## Record set
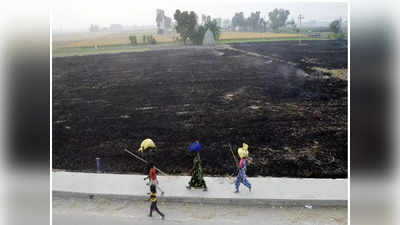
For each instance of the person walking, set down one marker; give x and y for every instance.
(153, 199)
(153, 177)
(241, 178)
(197, 180)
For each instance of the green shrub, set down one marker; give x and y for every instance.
(133, 40)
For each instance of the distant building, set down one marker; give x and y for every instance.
(116, 27)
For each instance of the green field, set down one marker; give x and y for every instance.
(120, 48)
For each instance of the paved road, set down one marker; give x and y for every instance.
(101, 211)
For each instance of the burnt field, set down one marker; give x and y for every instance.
(293, 117)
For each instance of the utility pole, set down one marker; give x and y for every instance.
(300, 18)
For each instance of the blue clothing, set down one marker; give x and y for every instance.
(241, 178)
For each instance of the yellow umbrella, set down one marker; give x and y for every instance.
(243, 151)
(147, 143)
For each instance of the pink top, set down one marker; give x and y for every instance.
(241, 162)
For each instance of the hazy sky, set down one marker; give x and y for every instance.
(79, 14)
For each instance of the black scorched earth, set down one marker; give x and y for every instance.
(287, 102)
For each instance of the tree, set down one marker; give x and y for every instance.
(94, 28)
(336, 26)
(278, 18)
(214, 28)
(133, 40)
(264, 24)
(185, 23)
(238, 21)
(254, 22)
(159, 20)
(292, 25)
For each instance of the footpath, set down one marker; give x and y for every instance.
(265, 190)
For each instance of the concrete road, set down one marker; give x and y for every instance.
(102, 211)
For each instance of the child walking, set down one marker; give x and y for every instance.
(241, 178)
(153, 177)
(153, 198)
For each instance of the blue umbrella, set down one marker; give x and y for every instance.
(195, 147)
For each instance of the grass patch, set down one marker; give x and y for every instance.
(64, 52)
(265, 40)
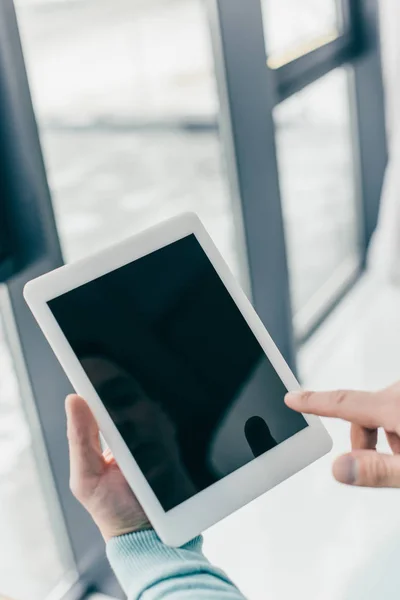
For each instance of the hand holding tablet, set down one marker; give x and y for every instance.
(184, 381)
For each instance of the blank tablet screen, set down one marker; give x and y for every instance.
(177, 367)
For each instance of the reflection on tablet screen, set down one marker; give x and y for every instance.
(177, 367)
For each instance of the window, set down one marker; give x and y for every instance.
(139, 110)
(129, 127)
(319, 193)
(33, 558)
(294, 28)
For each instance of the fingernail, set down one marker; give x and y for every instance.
(345, 470)
(293, 397)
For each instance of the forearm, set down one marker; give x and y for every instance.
(149, 570)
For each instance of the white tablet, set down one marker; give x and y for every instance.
(185, 382)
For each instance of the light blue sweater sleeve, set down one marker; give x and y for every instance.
(149, 570)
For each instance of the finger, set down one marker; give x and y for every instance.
(83, 439)
(363, 438)
(367, 468)
(367, 409)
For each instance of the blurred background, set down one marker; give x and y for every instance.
(270, 123)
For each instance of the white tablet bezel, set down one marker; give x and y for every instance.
(209, 506)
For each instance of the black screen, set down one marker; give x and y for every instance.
(178, 369)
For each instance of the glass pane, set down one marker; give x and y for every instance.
(127, 104)
(315, 156)
(293, 28)
(32, 560)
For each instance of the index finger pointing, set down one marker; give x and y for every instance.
(362, 408)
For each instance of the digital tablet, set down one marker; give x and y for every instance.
(184, 380)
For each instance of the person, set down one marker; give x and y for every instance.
(149, 570)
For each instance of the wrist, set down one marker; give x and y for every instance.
(110, 531)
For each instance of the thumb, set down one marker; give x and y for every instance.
(86, 460)
(368, 468)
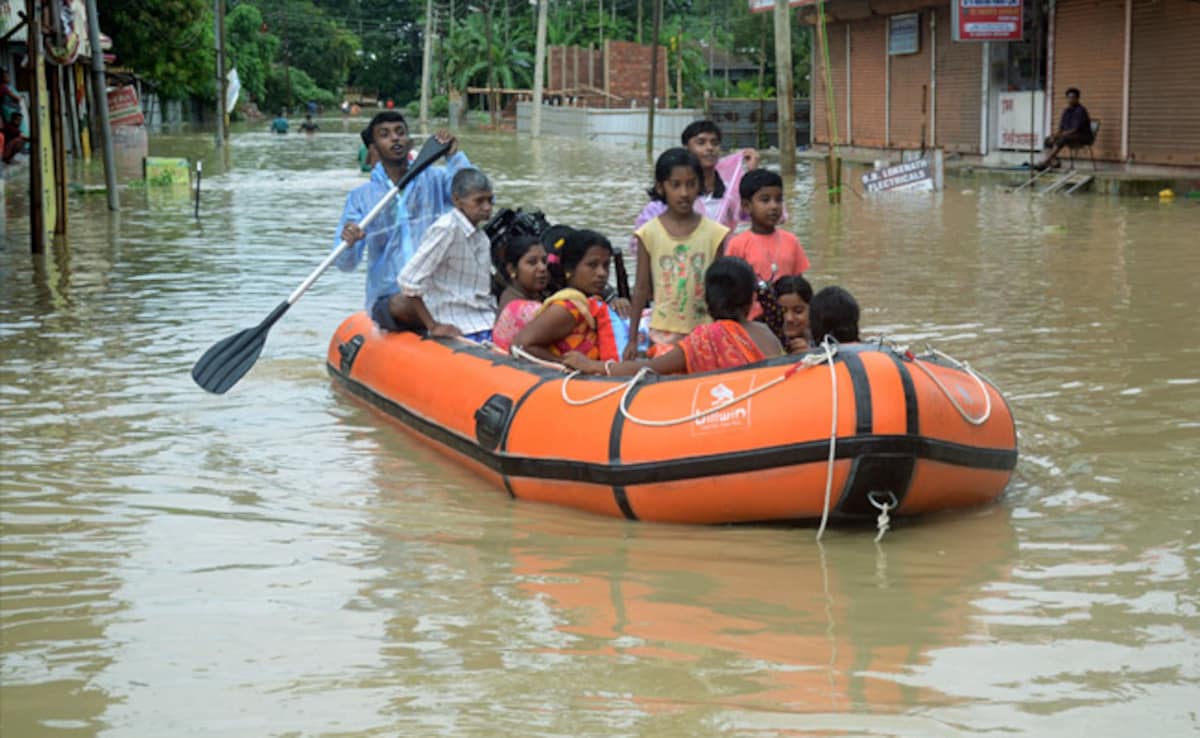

## Requirements
Turn all the data above into a numbered list, one line per item, with blank lines left out. Leave the pictures out of the answer.

## Solution for this task
1. For each instance of the person walking, set down one marker; give x and y for every instance.
2. (153, 199)
3. (153, 177)
4. (241, 178)
5. (197, 180)
6. For each instance of the green shrub, set down one marker; give x and y for every instance.
7. (133, 40)
8. For each instance of the distant building, set down one marker; give x and y for every instance.
9. (116, 27)
10. For each instance of the green field, set down one marker; give x and y for every instance.
11. (120, 48)
12. For each instance of the paved road, set down one marker; give x and y for every instance.
13. (101, 211)
14. For each instance of the burnt field, set down one marker; give x and y for every instance.
15. (293, 117)
16. For each instance of the utility pole, set down one marker; give x and y for every instance.
17. (300, 18)
18. For each instance of the blue clothing, set down one marker; give x and y for every instance.
19. (241, 178)
20. For each instance of the yellow umbrella, set down one marker; give x and y for every instance.
21. (243, 151)
22. (147, 143)
23. For each instance of the pink top, set down one marker; give x and y for every instance.
24. (241, 162)
25. For each instance of the hazy sky, set down one marker; give x and y for every instance.
26. (79, 14)
27. For each instance of the black scorched earth, set down one marker; give x and y for every instance.
28. (287, 102)
29. For each instance of the tree, set down one marker; give x and y for every instance.
30. (94, 28)
31. (336, 26)
32. (278, 18)
33. (214, 28)
34. (133, 40)
35. (264, 24)
36. (185, 23)
37. (238, 21)
38. (254, 22)
39. (159, 20)
40. (292, 25)
41. For each instance of the footpath, set down one marker; give x and y for every instance.
42. (265, 190)
43. For each instance of the concrete road, set down one marker; give x and y for every instance.
44. (102, 211)
45. For each instance of the child walking, set down one marker; give x and y for every instance.
46. (241, 178)
47. (153, 177)
48. (153, 198)
49. For each instance of the blue umbrella, set down one marker; give x and y for every instance.
50. (195, 147)
51. For each instance of the grass patch, set down one marker; give x and y for every instance.
52. (64, 52)
53. (265, 40)
54. For each instance of the hand holding tablet, set down one marker; give x and y for every instance.
55. (184, 381)
56. For each instance of the blank tablet screen, set down one marker; give x and y for every instance.
57. (177, 367)
58. For each instance of the reflection on tablet screen, set down one marker; give x and y for every instance.
59. (177, 367)
60. For each instance of the window, set down one marker; give x and y for every instance.
61. (139, 110)
62. (129, 127)
63. (319, 193)
64. (33, 558)
65. (294, 28)
66. For each instance of the fingernail, set down one marker; give x and y for every instance.
67. (345, 470)
68. (293, 397)
69. For each instance of the forearm, set down one marker; give x and y for every instance.
70. (149, 570)
71. For each instance of the white tablet, set down one marker; give x and y for every instance.
72. (185, 382)
73. For each instance of the light blue sweater sleeve, set down one marker; give x and y for every instance.
74. (149, 570)
75. For each instance of the finger, set down one marker; give x and y for every instance.
76. (83, 439)
77. (363, 438)
78. (367, 468)
79. (367, 409)
80. For each instance of the blurred background, set down one marker; give x and y for every instance.
81. (270, 123)
82. For each instance of the white tablet bezel, set down one marker; give x and y for every instance.
83. (209, 506)
84. For each instance of the black screen, set down one marker; give x and y for every instance.
85. (178, 369)
86. For each instance of the glass pane, set down one marker; give x and y for every instance.
87. (127, 104)
88. (315, 156)
89. (293, 28)
90. (32, 560)
91. For each instance of the index finger pointing, set down one marker; give x and y for every instance.
92. (362, 408)
93. For each instance of the digital tablet, set down one marker; give x and y for every instance.
94. (184, 380)
95. For each instance of the person, set down one marker; give x and y for every instance.
96. (149, 570)
97. For each instance of the wrist, set down one marker; give x and y for every instance.
98. (110, 531)
99. For each instance of the thumb, set down one marker; give x and y for every instance.
100. (86, 460)
101. (368, 468)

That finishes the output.